Box-labeled dataset extracts
[BEGIN]

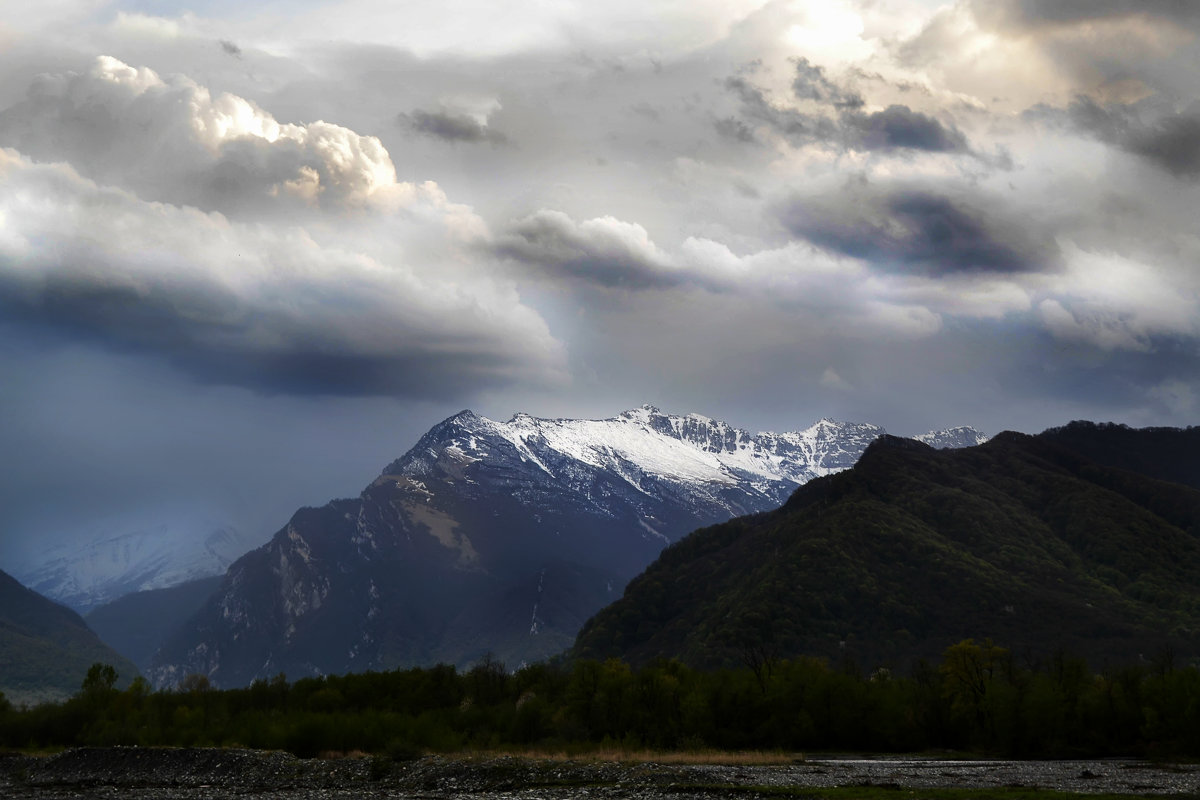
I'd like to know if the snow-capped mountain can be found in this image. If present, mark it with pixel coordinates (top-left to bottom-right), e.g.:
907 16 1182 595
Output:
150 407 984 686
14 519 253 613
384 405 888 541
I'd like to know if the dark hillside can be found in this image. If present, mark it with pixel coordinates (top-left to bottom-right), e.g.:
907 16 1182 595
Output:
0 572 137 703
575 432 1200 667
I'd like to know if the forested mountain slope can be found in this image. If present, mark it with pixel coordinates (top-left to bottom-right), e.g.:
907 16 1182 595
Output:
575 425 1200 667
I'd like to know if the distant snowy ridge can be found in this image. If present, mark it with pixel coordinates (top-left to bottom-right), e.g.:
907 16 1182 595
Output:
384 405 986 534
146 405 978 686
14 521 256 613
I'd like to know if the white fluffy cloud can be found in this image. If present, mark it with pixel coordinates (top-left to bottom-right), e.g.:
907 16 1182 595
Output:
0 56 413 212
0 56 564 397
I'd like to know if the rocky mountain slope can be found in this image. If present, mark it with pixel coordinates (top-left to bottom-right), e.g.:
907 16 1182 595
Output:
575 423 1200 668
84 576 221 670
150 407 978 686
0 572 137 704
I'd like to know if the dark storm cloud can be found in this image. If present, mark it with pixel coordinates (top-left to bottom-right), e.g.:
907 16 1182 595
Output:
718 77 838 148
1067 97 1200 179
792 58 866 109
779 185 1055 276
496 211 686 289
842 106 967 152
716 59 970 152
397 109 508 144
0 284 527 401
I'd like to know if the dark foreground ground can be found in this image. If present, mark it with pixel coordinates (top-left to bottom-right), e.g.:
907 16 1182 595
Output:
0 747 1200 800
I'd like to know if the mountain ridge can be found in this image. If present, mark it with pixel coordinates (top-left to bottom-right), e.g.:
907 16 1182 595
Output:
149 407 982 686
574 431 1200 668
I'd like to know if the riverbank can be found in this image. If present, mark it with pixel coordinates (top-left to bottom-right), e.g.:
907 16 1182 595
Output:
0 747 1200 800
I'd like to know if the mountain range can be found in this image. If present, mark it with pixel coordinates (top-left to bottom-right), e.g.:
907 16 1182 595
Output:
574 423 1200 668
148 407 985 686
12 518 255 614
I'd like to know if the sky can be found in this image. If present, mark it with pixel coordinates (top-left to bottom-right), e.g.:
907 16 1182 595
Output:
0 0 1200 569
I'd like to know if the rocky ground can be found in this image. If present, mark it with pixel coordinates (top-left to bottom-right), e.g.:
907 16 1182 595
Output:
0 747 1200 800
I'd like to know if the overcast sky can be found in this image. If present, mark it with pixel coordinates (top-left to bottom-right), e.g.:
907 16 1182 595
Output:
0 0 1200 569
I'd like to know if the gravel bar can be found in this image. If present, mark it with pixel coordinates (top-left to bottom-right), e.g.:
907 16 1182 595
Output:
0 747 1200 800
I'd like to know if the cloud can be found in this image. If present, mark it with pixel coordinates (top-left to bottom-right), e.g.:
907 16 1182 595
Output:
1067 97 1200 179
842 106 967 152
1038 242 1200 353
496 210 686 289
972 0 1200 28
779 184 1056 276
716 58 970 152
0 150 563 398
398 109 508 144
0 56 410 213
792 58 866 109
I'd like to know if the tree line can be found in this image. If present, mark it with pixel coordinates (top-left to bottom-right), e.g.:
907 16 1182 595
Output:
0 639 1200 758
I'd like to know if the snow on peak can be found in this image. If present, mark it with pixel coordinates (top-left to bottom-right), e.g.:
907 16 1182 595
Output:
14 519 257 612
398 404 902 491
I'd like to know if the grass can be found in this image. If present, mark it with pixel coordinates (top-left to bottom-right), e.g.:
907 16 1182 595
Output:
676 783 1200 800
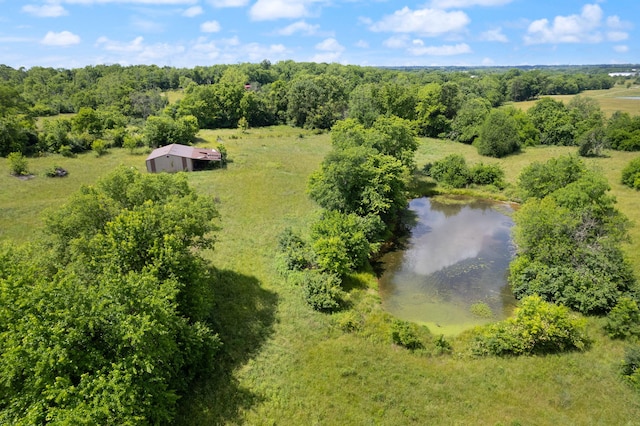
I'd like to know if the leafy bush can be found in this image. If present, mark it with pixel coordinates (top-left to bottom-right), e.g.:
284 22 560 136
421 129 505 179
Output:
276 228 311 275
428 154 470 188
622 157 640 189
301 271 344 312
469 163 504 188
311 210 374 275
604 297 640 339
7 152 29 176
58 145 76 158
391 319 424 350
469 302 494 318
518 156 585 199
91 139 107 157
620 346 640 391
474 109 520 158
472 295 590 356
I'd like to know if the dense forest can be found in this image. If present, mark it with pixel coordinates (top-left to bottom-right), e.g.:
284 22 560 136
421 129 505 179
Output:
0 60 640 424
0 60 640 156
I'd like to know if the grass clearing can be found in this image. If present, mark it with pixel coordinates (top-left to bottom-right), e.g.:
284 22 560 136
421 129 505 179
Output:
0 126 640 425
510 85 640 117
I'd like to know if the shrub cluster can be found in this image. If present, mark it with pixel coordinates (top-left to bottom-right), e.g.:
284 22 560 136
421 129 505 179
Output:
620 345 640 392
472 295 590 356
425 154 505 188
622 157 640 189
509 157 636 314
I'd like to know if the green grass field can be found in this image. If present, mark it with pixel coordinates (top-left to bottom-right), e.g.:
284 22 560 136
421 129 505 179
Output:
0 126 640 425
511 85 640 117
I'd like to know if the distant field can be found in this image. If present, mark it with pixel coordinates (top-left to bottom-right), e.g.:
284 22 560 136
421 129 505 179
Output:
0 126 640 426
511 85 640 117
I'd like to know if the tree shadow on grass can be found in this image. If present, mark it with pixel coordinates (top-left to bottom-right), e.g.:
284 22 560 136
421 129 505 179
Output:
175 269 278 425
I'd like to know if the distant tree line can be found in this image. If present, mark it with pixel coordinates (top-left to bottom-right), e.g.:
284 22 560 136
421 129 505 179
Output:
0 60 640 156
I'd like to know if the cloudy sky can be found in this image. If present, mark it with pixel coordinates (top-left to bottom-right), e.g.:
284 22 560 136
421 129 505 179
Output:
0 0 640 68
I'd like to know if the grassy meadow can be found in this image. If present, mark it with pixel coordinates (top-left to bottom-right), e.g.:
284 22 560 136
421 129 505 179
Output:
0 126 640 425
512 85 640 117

[END]

§ Set task
Copy the stretch from the line containing "I'd like to know if the rocky mountain" through the line containing "574 431 1200 668", substituting "gray rain cloud" for "dark storm cloud" and changing nothing else.

§ Reply to the exercise
I'd like to know if the rocky mountain slope can be found in this image. If present, mark it with pixel coordinates (top-left to bottom-right), e.g.:
907 16 1182 595
Output:
575 423 1200 668
84 576 221 670
150 407 978 686
0 572 137 704
I'd like to know if the gray rain cloud can be found in this image. If present, mark it with pixel coordinates (top-left to bottom-right), e.g.:
907 16 1182 595
Output:
718 77 838 148
1067 97 1200 179
792 58 866 109
779 185 1055 276
496 211 686 289
842 106 967 152
716 59 970 152
397 109 508 144
0 284 527 401
I'd like to know if the dark foreground ground can be found in this image. If present, mark it with pixel coordinates (top-left to bottom-right), e.g.:
907 16 1182 595
Output:
0 747 1200 800
I'd like to know if the mountain ridge can be found in this image. If present, mark it with pixel coordinates (top-left to bottom-right), e.g.:
907 16 1182 595
Output:
149 407 982 686
574 431 1200 668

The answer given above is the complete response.